• **任務列表**
1. 根據分詞文章，詞典分詞只需要哪兩樣東西？
2. 請把分詞文章中從“CoreDictionary.Attribute是一個包”起到“return set(dic.keySet())”為止（含）的部分照原樣寫出，但要改動一處：將“詞典路徑”換成“詞典文件路徑”。

• **閱讀文本**
【HanLP】正向、逆向及雙向最長匹配法分詞

前言

我們知道，在英文的行文中，單詞之間是以空格作爲自然分界符的，而中文只是字、句和段能通過明顯的分界符來簡單劃界，唯獨詞沒有一個形式上的分界符，雖然英文也同樣存在短語的劃分問題，不過在詞這一層上，中文比之英文要複雜得多、困難得多。

在中文信息處理過程中，自動中文分詞備受關注。中文分詞大概可分爲：

基於詞典規則
基於機器學習

本篇主要介紹第一種

1、環境準備

windows 10
安裝pyhanlp：pip install pyhanlp（這裏可能安裝不成功，可留言）
HanLP附帶的迷你核心詞典爲例
jupyter notebook（python3）
java（jdk1.8）

2、詞典分詞

詞典分詞是最簡單、最常見的分詞算法，僅需一部詞典和一套查詞典的規則即可

加載詞典

Java代碼實現：

// 加載詞典
TreeMap<String, CoreDictionary.Attribute> dictionary = IOUtil.loadDictionary("data/dictionary/CoreNatureDictionary.mini.txt");

通過 IOUtil.loadDictionary 得到一個 TreeMap

它的鍵是單詞本身，而值是 CoreDictionary.Attribute

CoreDictionary.Attribute是一個包含詞性和詞頻的結構，這些與詞典分詞無關，暫時忽略

Python代碼實現：

from pyhanlp import *

def load_dictionary():
    IOUtil = JClass('com.hankcs.hanlp.corpus.io.IOUtil')  # 利用JClass取得Hanlp中的IOUtil工具類
    path = HanLP.Config.CoreDictionaryPath.replace('.txt', '.mini.txt')  # 獲取HanLPde配置項Config中的詞典路徑
    dic = IOUtil.loadDictionary([path])
    return set(dic.keySet())

3、切分算法

現在我們已經有了詞典，就剩下查字典的規則了，常用的規則有正向最長匹配、逆向最長匹配和雙向最長匹配，它們都是基於完全切分過程。

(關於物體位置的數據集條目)

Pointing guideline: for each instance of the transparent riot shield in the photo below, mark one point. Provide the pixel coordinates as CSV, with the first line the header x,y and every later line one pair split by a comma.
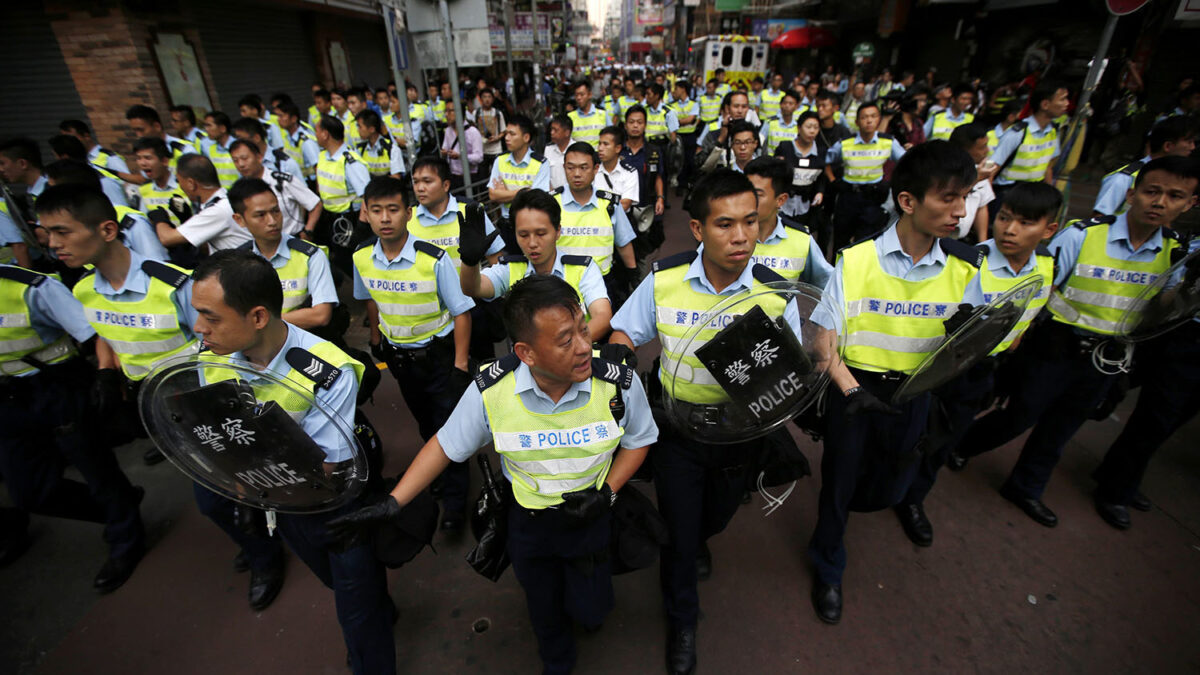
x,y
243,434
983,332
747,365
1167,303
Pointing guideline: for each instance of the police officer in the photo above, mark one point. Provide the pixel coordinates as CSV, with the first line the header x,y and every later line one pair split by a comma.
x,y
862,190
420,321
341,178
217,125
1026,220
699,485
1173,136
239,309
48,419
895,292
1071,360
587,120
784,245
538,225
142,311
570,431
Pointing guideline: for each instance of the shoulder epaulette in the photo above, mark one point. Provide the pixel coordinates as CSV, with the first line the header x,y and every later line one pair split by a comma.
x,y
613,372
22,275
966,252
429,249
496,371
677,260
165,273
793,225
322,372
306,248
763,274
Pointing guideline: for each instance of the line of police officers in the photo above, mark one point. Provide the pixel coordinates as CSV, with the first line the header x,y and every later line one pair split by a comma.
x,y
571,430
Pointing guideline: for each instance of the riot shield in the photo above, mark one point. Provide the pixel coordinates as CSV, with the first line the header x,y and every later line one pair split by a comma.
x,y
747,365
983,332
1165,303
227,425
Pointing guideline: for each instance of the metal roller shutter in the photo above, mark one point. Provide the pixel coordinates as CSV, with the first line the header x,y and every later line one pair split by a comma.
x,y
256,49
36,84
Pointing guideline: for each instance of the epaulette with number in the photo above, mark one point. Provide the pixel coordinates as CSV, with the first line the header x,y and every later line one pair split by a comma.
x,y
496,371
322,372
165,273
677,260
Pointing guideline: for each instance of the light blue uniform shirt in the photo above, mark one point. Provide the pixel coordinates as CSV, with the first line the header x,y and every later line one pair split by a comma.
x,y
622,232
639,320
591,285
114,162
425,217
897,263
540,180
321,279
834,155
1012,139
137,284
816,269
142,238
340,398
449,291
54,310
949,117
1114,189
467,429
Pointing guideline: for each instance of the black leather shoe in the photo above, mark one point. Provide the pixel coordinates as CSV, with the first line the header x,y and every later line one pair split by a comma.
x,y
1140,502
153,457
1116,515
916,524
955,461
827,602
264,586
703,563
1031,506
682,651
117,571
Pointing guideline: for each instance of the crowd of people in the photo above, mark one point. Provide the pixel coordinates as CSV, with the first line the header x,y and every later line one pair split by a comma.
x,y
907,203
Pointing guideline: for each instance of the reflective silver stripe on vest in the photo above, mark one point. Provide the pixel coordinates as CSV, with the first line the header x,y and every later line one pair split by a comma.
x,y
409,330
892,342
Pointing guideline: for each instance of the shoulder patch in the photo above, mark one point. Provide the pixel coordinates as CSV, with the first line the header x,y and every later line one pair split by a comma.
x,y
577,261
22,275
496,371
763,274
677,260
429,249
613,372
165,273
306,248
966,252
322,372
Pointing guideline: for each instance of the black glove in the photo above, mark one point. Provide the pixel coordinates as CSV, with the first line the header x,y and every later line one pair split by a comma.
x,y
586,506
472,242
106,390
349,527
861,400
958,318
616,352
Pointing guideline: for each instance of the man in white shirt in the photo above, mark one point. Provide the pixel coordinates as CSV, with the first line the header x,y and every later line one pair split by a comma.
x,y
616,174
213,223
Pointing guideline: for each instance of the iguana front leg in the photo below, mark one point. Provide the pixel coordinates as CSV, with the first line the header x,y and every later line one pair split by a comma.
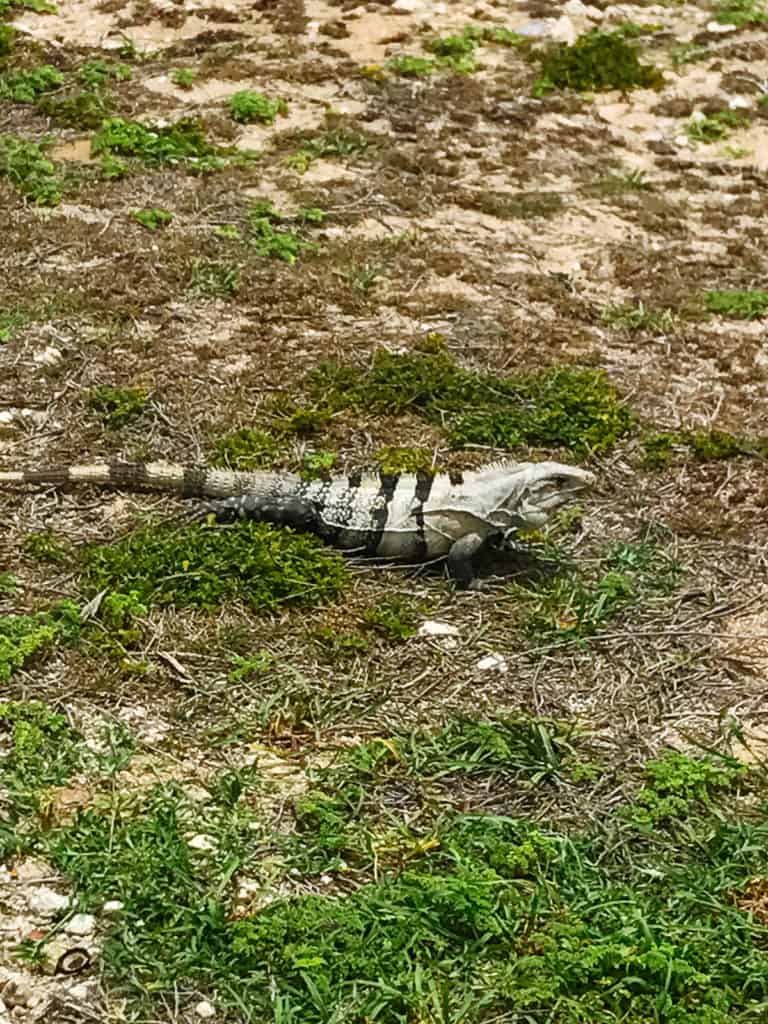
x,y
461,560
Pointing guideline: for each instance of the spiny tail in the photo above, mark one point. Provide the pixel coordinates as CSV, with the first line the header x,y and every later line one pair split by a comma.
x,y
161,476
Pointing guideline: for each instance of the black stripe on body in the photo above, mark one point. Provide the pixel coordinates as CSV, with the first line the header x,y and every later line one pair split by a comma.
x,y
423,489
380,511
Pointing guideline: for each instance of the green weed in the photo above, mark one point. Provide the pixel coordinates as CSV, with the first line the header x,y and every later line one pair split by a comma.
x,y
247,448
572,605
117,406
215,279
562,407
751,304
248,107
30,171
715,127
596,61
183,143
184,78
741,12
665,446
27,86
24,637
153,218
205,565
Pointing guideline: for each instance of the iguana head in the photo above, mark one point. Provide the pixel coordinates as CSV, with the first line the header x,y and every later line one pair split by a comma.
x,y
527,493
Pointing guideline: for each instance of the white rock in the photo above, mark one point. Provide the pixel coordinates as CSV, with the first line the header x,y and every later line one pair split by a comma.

• **各題答案**
1. 一部詞典和一套查詞典的規則。

2.
CoreDictionary.Attribute是一個包含詞性和詞頻的結構，這些與詞典分詞無關，暫時忽略

Python代碼實現：

from pyhanlp import *

def load_dictionary():
    IOUtil = JClass('com.hankcs.hanlp.corpus.io.IOUtil')  # 利用JClass取得Hanlp中的IOUtil工具類
    path = HanLP.Config.CoreDictionaryPath.replace('.txt', '.mini.txt')  # 獲取HanLPde配置項Config中的詞典文件路徑
    dic = IOUtil.loadDictionary([path])
    return set(dic.keySet())